Brief:
Return every line below in which "plant" appears.

Dataset excerpts:
* * * *

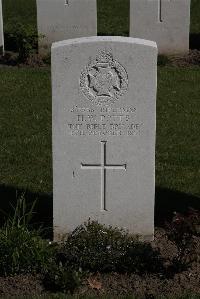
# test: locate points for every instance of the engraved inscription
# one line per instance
(103, 167)
(104, 80)
(103, 121)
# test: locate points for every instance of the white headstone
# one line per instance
(1, 30)
(65, 19)
(167, 22)
(104, 100)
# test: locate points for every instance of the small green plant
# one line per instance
(97, 248)
(21, 38)
(22, 250)
(163, 60)
(60, 279)
(181, 231)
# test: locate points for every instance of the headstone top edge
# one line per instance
(92, 39)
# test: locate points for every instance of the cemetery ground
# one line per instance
(95, 260)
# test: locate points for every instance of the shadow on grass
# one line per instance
(43, 211)
(169, 201)
(195, 41)
(166, 203)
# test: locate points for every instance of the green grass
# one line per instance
(62, 296)
(113, 15)
(25, 129)
(23, 10)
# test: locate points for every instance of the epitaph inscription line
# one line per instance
(103, 167)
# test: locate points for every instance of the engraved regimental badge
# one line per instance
(104, 80)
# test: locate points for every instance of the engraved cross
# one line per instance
(103, 167)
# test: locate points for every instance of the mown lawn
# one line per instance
(25, 129)
(113, 15)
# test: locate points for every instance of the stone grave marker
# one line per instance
(64, 19)
(1, 30)
(167, 22)
(104, 101)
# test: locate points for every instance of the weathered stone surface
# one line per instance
(1, 30)
(65, 19)
(167, 22)
(104, 100)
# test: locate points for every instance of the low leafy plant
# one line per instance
(95, 247)
(181, 231)
(60, 279)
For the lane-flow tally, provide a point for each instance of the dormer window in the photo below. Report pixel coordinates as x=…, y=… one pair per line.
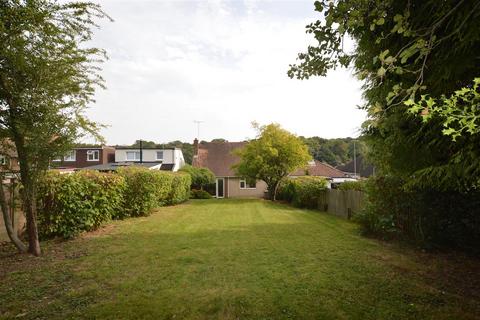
x=133, y=155
x=93, y=155
x=159, y=155
x=70, y=156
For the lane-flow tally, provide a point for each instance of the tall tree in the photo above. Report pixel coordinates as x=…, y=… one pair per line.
x=48, y=76
x=270, y=157
x=405, y=50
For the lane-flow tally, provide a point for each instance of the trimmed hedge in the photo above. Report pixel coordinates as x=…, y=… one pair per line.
x=352, y=185
x=69, y=204
x=180, y=188
x=200, y=194
x=303, y=192
x=426, y=217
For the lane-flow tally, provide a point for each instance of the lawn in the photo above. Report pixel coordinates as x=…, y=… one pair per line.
x=236, y=259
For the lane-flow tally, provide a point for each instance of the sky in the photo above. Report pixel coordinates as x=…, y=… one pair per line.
x=221, y=62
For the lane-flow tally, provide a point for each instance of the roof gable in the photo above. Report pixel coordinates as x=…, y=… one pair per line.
x=218, y=157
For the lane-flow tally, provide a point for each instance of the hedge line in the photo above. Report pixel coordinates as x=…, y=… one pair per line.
x=69, y=204
x=303, y=192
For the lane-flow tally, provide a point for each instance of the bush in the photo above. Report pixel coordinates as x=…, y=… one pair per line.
x=180, y=188
x=200, y=194
x=352, y=185
x=69, y=204
x=149, y=189
x=427, y=217
x=304, y=192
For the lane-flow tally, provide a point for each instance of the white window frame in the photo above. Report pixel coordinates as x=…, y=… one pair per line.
x=93, y=152
x=135, y=155
x=246, y=186
x=156, y=155
x=71, y=157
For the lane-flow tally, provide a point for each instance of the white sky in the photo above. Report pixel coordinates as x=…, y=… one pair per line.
x=222, y=62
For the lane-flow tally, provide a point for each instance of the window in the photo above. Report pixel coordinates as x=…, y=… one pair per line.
x=70, y=156
x=159, y=155
x=248, y=184
x=133, y=155
x=93, y=155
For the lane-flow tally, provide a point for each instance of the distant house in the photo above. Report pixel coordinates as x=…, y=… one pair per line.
x=83, y=157
x=316, y=168
x=219, y=158
x=362, y=169
x=167, y=159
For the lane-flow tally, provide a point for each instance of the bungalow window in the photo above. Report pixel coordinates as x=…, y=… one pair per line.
x=93, y=155
x=160, y=155
x=133, y=155
x=248, y=184
x=70, y=156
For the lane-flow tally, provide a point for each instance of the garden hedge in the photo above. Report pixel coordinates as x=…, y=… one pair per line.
x=304, y=192
x=69, y=204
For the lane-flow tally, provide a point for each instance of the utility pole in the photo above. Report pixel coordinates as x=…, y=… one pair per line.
x=354, y=160
x=198, y=122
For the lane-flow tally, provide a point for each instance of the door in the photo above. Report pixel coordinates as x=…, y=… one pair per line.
x=220, y=188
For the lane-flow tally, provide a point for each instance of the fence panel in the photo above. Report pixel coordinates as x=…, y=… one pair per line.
x=343, y=203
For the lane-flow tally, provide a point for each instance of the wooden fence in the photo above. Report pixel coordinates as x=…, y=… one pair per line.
x=343, y=203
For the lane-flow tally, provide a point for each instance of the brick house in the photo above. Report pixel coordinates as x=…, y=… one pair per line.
x=82, y=157
x=219, y=158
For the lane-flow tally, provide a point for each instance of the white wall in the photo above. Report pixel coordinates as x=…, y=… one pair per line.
x=149, y=155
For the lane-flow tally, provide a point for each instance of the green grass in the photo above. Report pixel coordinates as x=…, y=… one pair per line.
x=235, y=259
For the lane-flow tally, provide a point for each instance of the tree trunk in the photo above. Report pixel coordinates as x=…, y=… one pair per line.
x=28, y=196
x=8, y=221
x=29, y=203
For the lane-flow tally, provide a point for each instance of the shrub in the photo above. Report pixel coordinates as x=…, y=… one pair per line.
x=308, y=191
x=200, y=194
x=352, y=185
x=302, y=192
x=180, y=188
x=427, y=217
x=146, y=190
x=69, y=204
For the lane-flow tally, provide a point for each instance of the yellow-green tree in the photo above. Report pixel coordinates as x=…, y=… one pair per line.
x=271, y=156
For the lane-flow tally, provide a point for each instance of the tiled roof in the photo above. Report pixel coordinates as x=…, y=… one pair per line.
x=364, y=169
x=319, y=169
x=218, y=157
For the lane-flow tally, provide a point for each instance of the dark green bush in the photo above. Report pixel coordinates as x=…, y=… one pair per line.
x=69, y=204
x=427, y=217
x=308, y=191
x=180, y=188
x=304, y=192
x=352, y=185
x=200, y=194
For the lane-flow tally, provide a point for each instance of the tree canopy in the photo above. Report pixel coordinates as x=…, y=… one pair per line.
x=271, y=156
x=48, y=77
x=408, y=54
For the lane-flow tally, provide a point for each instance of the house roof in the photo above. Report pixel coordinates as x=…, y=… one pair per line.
x=144, y=148
x=218, y=157
x=364, y=169
x=319, y=169
x=114, y=166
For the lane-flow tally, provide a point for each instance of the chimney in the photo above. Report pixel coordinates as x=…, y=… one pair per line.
x=195, y=147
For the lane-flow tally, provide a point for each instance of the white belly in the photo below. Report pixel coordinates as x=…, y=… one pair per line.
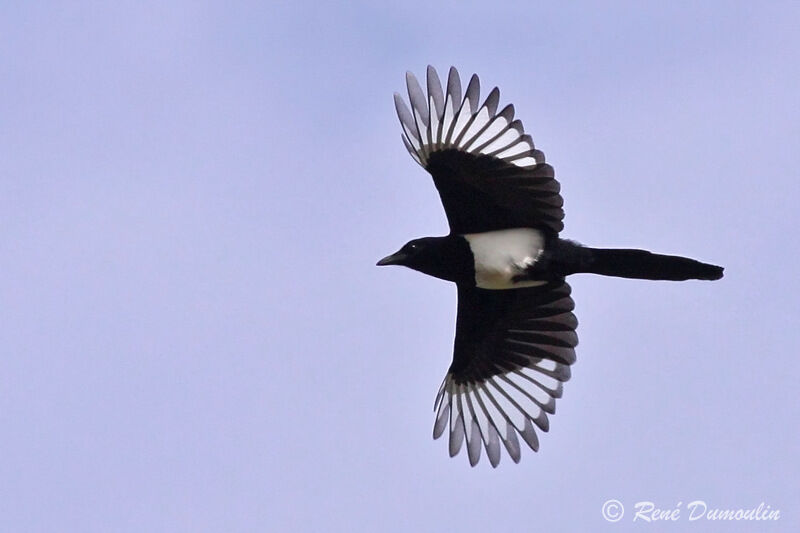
x=501, y=255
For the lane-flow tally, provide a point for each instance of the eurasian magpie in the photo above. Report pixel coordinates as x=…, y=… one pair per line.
x=515, y=330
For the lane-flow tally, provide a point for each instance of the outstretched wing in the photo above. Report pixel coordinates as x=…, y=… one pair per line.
x=513, y=351
x=486, y=169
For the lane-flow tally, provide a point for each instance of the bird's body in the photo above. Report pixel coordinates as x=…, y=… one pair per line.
x=515, y=330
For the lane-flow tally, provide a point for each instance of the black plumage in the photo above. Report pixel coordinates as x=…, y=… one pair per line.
x=515, y=330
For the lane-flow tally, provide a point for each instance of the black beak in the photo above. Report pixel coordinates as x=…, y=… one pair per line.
x=394, y=259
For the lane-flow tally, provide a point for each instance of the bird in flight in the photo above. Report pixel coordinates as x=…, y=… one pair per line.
x=515, y=330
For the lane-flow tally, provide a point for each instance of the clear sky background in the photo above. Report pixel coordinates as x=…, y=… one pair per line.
x=194, y=335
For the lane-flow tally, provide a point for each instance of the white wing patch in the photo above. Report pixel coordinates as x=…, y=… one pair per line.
x=444, y=121
x=501, y=255
x=496, y=410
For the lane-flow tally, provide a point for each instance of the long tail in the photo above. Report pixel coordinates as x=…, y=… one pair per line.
x=637, y=264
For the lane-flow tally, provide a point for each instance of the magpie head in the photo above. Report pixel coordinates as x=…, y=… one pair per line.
x=446, y=258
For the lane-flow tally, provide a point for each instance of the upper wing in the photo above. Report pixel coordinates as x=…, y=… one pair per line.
x=512, y=352
x=487, y=171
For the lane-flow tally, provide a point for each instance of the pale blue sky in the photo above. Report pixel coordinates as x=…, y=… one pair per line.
x=192, y=199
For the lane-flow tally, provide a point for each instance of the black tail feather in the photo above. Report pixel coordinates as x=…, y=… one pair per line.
x=641, y=264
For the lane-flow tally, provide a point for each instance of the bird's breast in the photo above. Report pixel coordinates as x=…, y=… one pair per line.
x=501, y=256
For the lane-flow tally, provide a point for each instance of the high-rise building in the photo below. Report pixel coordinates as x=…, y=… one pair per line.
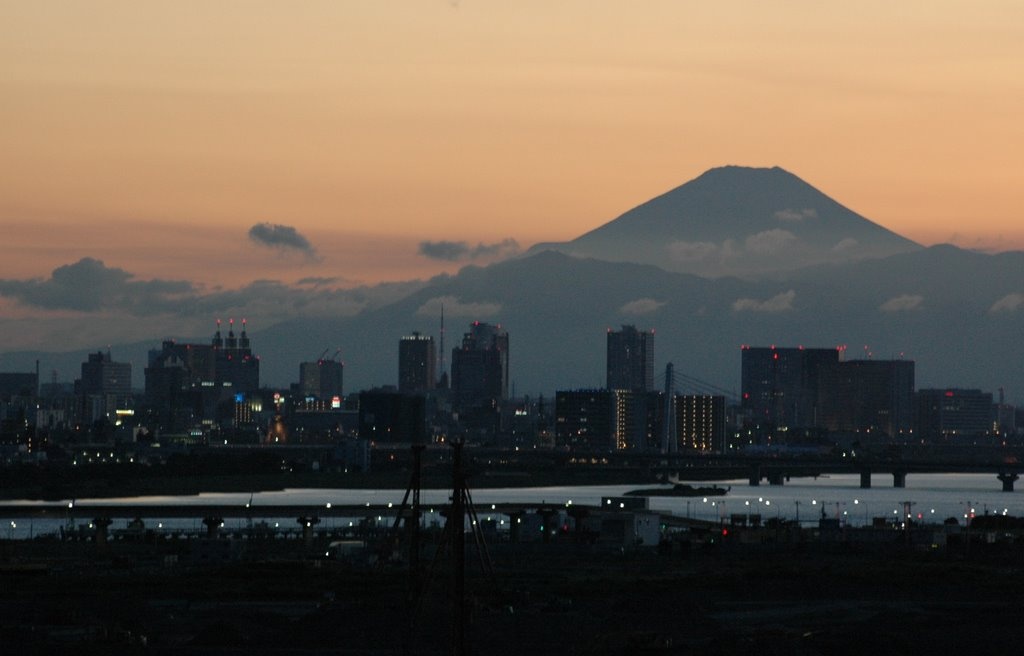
x=480, y=366
x=781, y=386
x=868, y=396
x=387, y=417
x=417, y=363
x=104, y=387
x=952, y=412
x=631, y=359
x=323, y=379
x=607, y=420
x=188, y=384
x=700, y=423
x=236, y=367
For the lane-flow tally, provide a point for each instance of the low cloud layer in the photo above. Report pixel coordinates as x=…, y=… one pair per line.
x=778, y=303
x=641, y=306
x=845, y=245
x=89, y=286
x=904, y=303
x=1009, y=303
x=463, y=252
x=282, y=237
x=454, y=307
x=770, y=242
x=795, y=216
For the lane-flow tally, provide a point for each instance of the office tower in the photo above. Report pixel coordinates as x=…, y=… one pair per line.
x=953, y=412
x=780, y=386
x=417, y=363
x=607, y=420
x=868, y=396
x=631, y=359
x=480, y=366
x=105, y=386
x=387, y=417
x=700, y=423
x=323, y=379
x=236, y=366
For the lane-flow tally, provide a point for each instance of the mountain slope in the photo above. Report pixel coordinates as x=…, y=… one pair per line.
x=737, y=221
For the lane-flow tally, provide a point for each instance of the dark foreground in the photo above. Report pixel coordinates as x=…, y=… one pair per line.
x=59, y=598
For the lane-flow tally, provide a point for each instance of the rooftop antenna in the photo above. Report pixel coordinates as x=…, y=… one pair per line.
x=441, y=373
x=670, y=443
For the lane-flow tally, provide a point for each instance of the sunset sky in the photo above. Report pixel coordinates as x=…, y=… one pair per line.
x=154, y=136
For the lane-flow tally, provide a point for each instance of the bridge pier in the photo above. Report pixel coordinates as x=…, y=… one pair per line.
x=1008, y=479
x=307, y=524
x=547, y=523
x=101, y=525
x=213, y=525
x=515, y=526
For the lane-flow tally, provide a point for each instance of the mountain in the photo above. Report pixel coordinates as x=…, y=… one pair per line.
x=737, y=221
x=957, y=313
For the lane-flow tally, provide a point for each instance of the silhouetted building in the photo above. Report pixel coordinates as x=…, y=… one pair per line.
x=480, y=367
x=630, y=362
x=323, y=379
x=607, y=420
x=781, y=386
x=104, y=386
x=868, y=396
x=417, y=363
x=236, y=366
x=952, y=412
x=193, y=384
x=388, y=417
x=700, y=423
x=18, y=386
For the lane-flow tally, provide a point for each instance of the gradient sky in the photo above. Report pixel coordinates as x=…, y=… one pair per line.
x=154, y=135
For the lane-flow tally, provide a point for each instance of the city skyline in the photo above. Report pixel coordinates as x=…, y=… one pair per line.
x=166, y=166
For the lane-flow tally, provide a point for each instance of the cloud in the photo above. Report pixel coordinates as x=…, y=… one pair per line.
x=903, y=303
x=1009, y=303
x=88, y=286
x=795, y=216
x=770, y=242
x=455, y=307
x=641, y=306
x=462, y=252
x=692, y=251
x=777, y=303
x=282, y=237
x=845, y=245
x=92, y=288
x=316, y=280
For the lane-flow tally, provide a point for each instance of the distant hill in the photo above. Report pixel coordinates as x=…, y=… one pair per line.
x=737, y=221
x=960, y=314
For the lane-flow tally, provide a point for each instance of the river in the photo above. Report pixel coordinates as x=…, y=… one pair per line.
x=930, y=497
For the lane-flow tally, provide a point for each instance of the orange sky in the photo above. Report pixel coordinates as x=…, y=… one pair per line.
x=153, y=135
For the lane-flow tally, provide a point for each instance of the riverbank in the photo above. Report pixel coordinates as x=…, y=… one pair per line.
x=57, y=486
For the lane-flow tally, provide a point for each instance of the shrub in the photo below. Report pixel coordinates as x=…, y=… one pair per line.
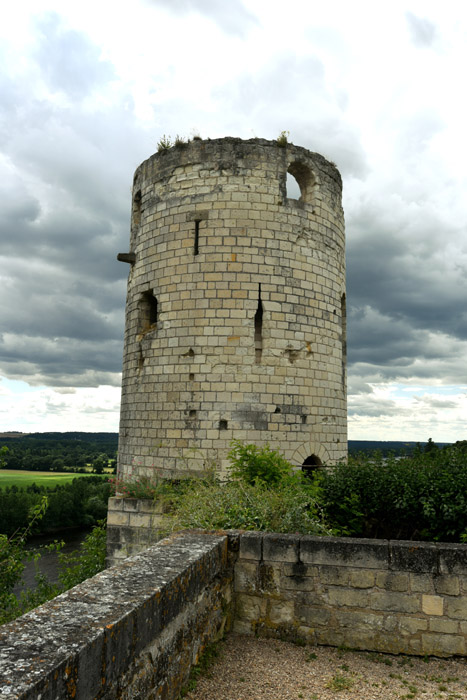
x=289, y=505
x=422, y=497
x=251, y=463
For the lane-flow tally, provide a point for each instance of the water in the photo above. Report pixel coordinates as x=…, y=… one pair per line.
x=48, y=562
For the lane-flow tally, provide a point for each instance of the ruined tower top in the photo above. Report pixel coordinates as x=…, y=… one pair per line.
x=235, y=318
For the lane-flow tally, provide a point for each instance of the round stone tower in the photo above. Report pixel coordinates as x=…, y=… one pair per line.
x=235, y=316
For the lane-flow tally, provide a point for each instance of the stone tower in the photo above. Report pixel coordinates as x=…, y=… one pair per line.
x=235, y=315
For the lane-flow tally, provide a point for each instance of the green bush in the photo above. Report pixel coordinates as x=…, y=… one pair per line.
x=423, y=497
x=85, y=562
x=251, y=463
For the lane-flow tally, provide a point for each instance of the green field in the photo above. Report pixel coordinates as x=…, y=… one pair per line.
x=13, y=477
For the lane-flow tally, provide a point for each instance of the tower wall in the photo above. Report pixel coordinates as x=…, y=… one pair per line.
x=235, y=316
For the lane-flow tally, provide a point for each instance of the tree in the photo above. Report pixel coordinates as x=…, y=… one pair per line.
x=430, y=446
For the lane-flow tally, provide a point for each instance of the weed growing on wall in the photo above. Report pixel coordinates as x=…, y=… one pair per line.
x=262, y=493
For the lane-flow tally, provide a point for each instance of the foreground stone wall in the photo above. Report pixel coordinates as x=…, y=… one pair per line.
x=389, y=596
x=132, y=631
x=135, y=630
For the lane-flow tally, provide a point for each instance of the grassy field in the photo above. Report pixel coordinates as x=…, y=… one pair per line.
x=13, y=477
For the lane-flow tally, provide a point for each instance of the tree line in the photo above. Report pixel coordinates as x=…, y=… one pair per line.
x=81, y=503
x=59, y=452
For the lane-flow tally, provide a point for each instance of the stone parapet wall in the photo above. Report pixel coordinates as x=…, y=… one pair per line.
x=132, y=631
x=388, y=596
x=136, y=629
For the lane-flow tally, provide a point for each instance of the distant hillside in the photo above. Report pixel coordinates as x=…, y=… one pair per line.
x=57, y=451
x=386, y=446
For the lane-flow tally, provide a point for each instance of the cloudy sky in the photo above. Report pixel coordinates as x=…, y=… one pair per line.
x=87, y=89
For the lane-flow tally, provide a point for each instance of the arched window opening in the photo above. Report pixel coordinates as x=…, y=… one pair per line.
x=310, y=465
x=259, y=329
x=293, y=188
x=196, y=242
x=344, y=337
x=301, y=183
x=148, y=309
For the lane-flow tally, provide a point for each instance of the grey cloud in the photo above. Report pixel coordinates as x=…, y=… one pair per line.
x=65, y=179
x=279, y=98
x=374, y=407
x=432, y=402
x=69, y=61
x=60, y=362
x=423, y=32
x=232, y=16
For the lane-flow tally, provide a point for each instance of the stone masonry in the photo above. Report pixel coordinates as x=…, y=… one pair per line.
x=235, y=316
x=136, y=629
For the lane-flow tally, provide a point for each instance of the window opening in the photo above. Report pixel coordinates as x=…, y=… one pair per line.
x=310, y=465
x=300, y=183
x=196, y=243
x=148, y=311
x=259, y=329
x=293, y=188
x=137, y=208
x=344, y=337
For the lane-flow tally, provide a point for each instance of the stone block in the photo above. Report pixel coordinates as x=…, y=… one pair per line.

* * * *

Your response:
# test: locate points for every instance of the small green plant
# test: locate points for every instance of the low leafy plant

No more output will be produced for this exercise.